[Opening PROVIDED RECORDS section]
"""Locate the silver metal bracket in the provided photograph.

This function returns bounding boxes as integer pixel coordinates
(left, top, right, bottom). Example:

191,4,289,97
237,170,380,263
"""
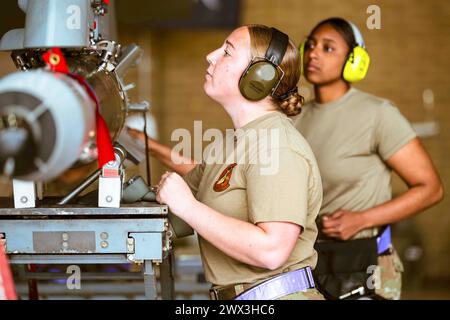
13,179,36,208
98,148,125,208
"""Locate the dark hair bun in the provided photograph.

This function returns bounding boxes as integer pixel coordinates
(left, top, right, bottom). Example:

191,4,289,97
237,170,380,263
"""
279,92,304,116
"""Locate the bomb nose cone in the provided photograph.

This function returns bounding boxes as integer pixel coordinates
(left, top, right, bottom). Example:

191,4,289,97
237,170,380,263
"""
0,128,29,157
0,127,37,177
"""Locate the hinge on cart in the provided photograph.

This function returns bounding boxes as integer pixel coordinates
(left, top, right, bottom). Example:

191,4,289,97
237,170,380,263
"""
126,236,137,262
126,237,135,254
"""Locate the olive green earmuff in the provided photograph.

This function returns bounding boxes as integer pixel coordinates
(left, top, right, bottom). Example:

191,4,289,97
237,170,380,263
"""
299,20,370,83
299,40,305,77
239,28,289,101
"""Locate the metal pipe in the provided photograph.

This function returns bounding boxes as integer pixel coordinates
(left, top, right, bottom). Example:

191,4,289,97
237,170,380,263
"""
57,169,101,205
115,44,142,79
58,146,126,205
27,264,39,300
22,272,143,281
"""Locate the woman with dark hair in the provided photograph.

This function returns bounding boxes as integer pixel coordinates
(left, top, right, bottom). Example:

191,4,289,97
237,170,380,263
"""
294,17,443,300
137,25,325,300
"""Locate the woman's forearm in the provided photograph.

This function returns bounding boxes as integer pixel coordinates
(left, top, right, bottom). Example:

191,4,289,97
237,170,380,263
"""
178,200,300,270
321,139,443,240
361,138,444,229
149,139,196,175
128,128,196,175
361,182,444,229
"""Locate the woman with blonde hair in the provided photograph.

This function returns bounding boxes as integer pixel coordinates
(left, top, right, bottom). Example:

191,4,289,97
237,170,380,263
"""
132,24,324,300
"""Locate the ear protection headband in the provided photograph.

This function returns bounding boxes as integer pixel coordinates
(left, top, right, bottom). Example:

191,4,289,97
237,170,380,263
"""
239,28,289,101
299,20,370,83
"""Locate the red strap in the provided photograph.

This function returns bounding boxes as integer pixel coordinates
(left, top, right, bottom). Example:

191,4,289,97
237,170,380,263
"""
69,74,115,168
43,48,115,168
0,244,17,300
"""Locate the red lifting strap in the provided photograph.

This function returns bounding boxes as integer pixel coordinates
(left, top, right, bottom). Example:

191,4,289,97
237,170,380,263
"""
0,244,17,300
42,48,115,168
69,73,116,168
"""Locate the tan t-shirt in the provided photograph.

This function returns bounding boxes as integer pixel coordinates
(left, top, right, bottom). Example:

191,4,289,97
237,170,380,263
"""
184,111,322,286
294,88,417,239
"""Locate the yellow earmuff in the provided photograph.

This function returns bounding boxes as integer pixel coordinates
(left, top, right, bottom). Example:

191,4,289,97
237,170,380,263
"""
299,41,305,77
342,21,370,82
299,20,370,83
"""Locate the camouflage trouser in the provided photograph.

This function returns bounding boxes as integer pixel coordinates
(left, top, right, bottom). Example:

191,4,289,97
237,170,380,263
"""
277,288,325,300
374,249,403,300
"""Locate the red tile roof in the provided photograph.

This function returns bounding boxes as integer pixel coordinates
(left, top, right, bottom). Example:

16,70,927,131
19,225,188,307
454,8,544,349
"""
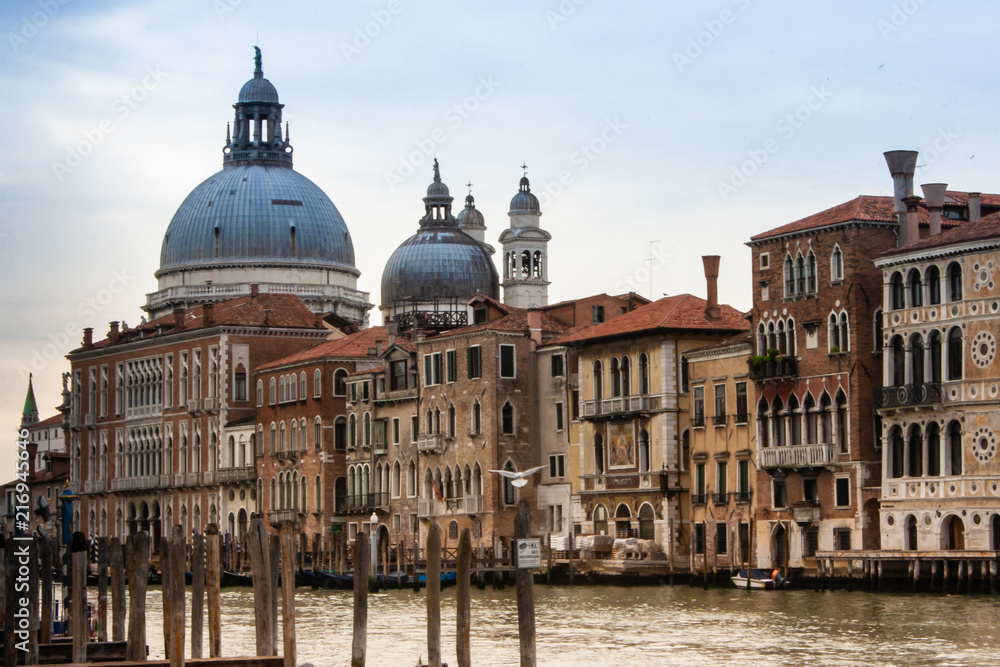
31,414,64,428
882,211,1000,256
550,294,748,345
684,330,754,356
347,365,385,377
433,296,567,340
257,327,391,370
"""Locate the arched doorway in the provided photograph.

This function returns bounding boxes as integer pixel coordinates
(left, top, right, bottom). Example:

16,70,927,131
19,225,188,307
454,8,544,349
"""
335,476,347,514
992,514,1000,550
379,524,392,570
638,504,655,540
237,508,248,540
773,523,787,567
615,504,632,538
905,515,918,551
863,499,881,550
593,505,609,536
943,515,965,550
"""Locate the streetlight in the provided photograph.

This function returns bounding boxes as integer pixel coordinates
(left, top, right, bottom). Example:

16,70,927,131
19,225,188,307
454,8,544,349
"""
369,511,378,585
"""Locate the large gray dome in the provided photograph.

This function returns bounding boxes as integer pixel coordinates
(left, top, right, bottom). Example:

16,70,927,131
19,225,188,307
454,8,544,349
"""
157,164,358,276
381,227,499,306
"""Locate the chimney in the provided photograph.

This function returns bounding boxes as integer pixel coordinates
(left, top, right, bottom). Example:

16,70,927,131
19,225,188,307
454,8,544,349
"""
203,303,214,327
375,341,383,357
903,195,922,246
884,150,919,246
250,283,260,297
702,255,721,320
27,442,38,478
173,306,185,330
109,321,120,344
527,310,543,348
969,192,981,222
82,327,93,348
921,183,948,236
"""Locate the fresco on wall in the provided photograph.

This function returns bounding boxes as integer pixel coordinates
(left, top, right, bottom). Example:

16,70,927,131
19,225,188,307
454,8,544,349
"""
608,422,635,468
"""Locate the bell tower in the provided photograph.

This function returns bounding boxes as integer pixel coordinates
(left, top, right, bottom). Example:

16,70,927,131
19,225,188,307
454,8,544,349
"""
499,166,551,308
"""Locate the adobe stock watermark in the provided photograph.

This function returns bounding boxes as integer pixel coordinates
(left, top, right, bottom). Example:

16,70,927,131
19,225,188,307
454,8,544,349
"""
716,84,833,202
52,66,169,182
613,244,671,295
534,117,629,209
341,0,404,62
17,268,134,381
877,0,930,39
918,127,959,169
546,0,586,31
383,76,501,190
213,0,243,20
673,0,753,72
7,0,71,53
[Closing PROVIDED RECORDS section]
WHAT YOU SHOULD DO: Copy the lines above that hold the word "hair".

EXERCISE RESPONSE:
"""Locate the dark hair bun in the provided photograph.
"""Locate the woman with dark hair in the provided photograph.
"""Locate the woman with blonde hair in the provided photograph.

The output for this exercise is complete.